## START Extracted text
Somehow when physicists model stuff in space they keep coming back to one sweet shape: the donut.  Okay, a torus if we're being exact, but a donut is more fun.  They've predicted the possibility of donut shaped planets and universes and even said our universe could be a donut.  While these models are still hypothetical there are also real donut shaped tools that have helped humans navigate space.  But why the donut, of all the possible shapes?  Here's Reid to tell us how they've reached the donut conclusion.

It's kind of weird thinking about the universe having a shape; it's the universe, right?  It's universe shaped.  But it does have one.  We just aren't sure what that shape is.  And some cosmologists have proposed that of all things it might be shaped kind of like a donut.  When we're talking about the shape of the universe we're really talking about it's topology.  The topology of an object has nothing to do with how many sides it has, or where parts of it are relative to one another.  It only depends on the number of holes.  A sphere has none, a donut has one, and so on.  A sphere and a donut are both round, but they have different topologies because there's no way to take a sphere and stretch it or smash it to make it look like a donut without, shall we say, tearing it a new one.  On the other hand a lot of objects we think of as clearly being different shapes have exactly the same topology.  A coffee mug has one hole in the handle so ,topologically speaking, there's no difference between a mug and a donut.

There are a lot of proposed topologies that the universe could possibly have.  From plain shapes with no holes, to some that are much more complex.  But one of the most common ideas is what's called a 3-torus.  It's impossible for our puny human minds to visualize what that looks like from the outside because you'd need a fourth spacial dimension.  A line is one dimensional, a flat plane: two, and with the third dimension, you get depth.  Usually when we talk about the fourth dimension we mean time, but in this case it's a fourth spacial dimension.  The next level up from 3D.

And as beings who've lived our whole lives in 3D space, we can't really imagine what 4D would look like.  That doesn't mean you can't model a 3 torus, though.  You just have to step everything down a dimension.

You can take our universe with it's three spacial dimensions and model it as a two dimensional flat plane.  Think of it like a piece of paper, except pretend it stretches to infinity along both axes.  If you take that piece of paper and wrap it into a cylinder it stays infinite in one direction, but becomes finite in the other, because eventually you loop around the cylindar.  If you then wrap both ends of the cylinder together making it connect along both axes you have yourself a three dimensional version of a 3-torus.  There you go: donut universe.
## END Extracted text
## START Dataset extract
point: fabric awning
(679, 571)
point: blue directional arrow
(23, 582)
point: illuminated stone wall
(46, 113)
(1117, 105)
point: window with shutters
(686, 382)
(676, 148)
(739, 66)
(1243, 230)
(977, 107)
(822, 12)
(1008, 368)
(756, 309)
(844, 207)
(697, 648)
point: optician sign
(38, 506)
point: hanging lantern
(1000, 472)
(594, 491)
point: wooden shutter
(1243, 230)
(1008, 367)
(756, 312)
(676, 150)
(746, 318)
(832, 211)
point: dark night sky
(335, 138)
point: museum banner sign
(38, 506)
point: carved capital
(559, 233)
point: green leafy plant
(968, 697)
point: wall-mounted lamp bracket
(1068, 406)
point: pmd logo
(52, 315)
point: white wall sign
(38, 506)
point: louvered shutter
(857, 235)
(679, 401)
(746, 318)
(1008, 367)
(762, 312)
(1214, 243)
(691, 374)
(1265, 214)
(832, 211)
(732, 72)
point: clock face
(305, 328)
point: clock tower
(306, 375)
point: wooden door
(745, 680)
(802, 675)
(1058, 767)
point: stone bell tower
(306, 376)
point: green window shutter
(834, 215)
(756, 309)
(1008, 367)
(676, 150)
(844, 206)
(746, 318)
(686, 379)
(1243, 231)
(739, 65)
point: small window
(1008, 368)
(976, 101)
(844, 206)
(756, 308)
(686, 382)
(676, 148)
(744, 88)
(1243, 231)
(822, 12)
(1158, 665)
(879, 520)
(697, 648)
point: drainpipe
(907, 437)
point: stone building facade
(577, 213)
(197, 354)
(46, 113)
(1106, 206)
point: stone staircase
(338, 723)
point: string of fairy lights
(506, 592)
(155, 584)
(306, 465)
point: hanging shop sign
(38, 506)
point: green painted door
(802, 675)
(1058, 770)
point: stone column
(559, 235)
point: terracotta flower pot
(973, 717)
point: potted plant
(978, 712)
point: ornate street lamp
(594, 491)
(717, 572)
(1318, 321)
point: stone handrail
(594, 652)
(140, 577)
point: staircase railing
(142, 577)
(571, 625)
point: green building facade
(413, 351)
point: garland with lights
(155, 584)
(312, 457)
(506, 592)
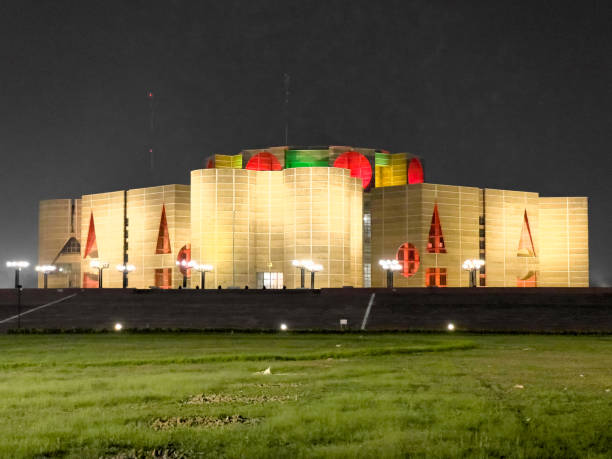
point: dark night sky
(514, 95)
## END Dataset extract
#### To-do list
a: Please list every object that the passage on the shape of the universe gives a number of holes for, along with that number.
b: Go on with the passage on the shape of the universe, starting after its final sentence.

#### Answers to the exercises
a:
- Sphere: none
- Donut: one
- Coffee mug: one, in the handle

b:
Topology is different from geometry.  It doesn't care if or how space is curved, or about the distance or angles between different objects.  Geometry does.  It knows the difference between our mug and donut and we're actually pretty sure we know what the geometry of the universe is.  Measurements have shown it's almost definitely flat as opposed to positively or negatively curved.  Which, again, gets a little brain-breaky because flat is not normally an adjective we use to describe things in 3D.  

But cosmologists talk about 3D space as being flat or curved because it's the best analogy we have for what we're trying to describe which basically boils down to this.  If you shine two laser beams in parallel do they stay parallel, or do they eventually cross or diverge?  When we say the universe is flat, we mean that the beams stay parallel.  Space isn't warped in a way that would curve them toward or awy from each other.  The donut universe is actually a topology with a flat geometry.  Which our simplified 3D model can't, well, model.  But the idea is that instead of a simple plane that stretches to infinity in three dimensions, It connects at multiple points.  In other words, it's finite.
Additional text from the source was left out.